Task statement
Leaving out the pictures, write the following records exactly as they read.

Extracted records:
· · ·
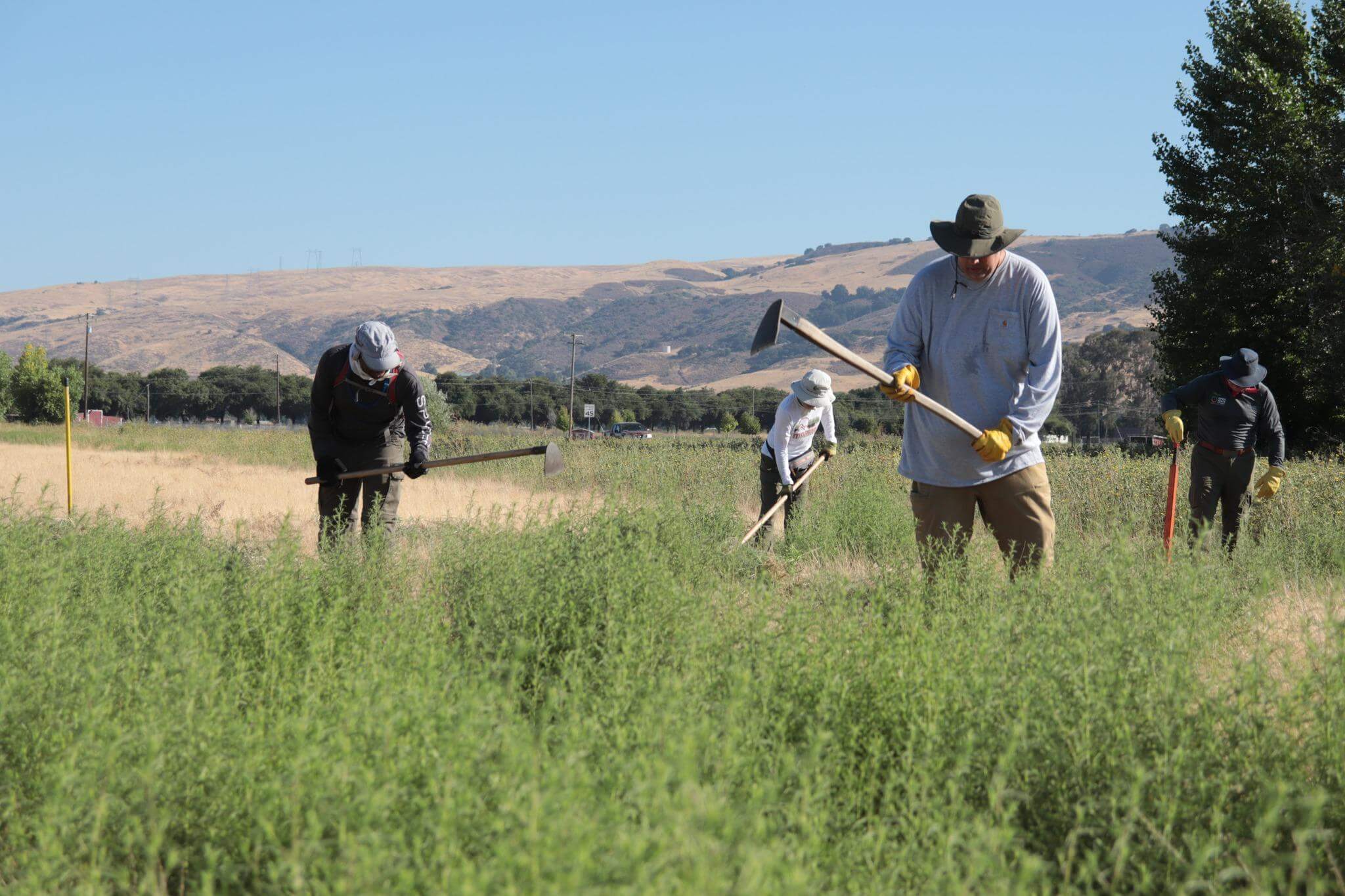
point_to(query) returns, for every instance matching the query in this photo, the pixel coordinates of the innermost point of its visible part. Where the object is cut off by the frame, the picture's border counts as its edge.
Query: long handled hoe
(783, 499)
(1170, 513)
(768, 333)
(550, 467)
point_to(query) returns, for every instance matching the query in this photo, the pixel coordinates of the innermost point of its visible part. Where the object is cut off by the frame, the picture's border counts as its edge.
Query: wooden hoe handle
(779, 501)
(810, 332)
(450, 461)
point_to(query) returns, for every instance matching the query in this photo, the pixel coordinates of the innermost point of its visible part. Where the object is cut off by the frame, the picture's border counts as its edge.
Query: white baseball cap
(814, 389)
(376, 347)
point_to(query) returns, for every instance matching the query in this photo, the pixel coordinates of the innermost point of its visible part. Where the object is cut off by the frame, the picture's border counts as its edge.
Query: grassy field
(619, 699)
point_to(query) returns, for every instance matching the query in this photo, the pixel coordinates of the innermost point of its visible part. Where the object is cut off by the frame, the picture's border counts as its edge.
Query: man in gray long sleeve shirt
(978, 332)
(1234, 412)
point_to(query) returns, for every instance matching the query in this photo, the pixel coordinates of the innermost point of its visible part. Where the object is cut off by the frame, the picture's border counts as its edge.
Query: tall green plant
(1258, 182)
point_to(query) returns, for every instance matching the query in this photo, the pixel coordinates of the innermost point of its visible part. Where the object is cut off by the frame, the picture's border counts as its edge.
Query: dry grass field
(252, 500)
(200, 322)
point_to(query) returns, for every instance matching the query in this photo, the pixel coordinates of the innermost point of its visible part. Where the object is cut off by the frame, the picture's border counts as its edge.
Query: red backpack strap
(391, 385)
· · ·
Exercise answer
point_to(query) returns, for every instance matching the query in this photo, the pixel coordinates of the innermost point of its visible part. Where the object is cut off by the frame, the picture's border counts as its edge.
Query: long handled hoe
(783, 499)
(1170, 513)
(768, 333)
(550, 467)
point_to(query) returns, for every instance matching the query in this photo, the pixel coordinates of the innermost point of its visible part. Where the object is cut off by the frame, the picture's border counts as its edge.
Query: wooden hoe handle
(779, 501)
(810, 332)
(450, 461)
point_to(query) returns, for every instance matching the query in this photo, the pixel coordinates of the innermost point of its visible part. Where the object is cut off by the frame, the picture's border counts as its edge.
Query: white baseball cap
(814, 389)
(376, 347)
point_to(query) returns, for every instance matching the query in this photo, the pixel coordinates of the innermost point of its visible part. Where the object is cut off by the frame, the picture's border counts as its edge.
Query: grassy field
(619, 699)
point_to(query) returns, for every instance matching the query in this photo, the pixel coordinates of the innermost point of its visible part. Where the object is cut off by the frame, the picture's border counts as its edge.
Query: man in gray long sleeve shirt
(978, 332)
(1234, 412)
point_to(query) returns, for every instance matching the query in this photo, the pixel coordinates of the innermost point of its visible part. Where the object is cut off by the frame, the picture's border counts as its edge.
Query: tall green plant
(1258, 182)
point_to(query) returns, for every instance matching the query in this photo, the pixel coordinates of the innermost point of its visible part. Where the object is cut off by the frame, the picture's border counts as its edge.
Query: dry grass field
(252, 500)
(200, 322)
point_to(query) returns, for every instance matching the query in this photo, the pixel coordinates of the innermost point of its visible part. Where the object is cut off by the frame, the picture's border counts as its edge.
Query: red backpack strap
(391, 385)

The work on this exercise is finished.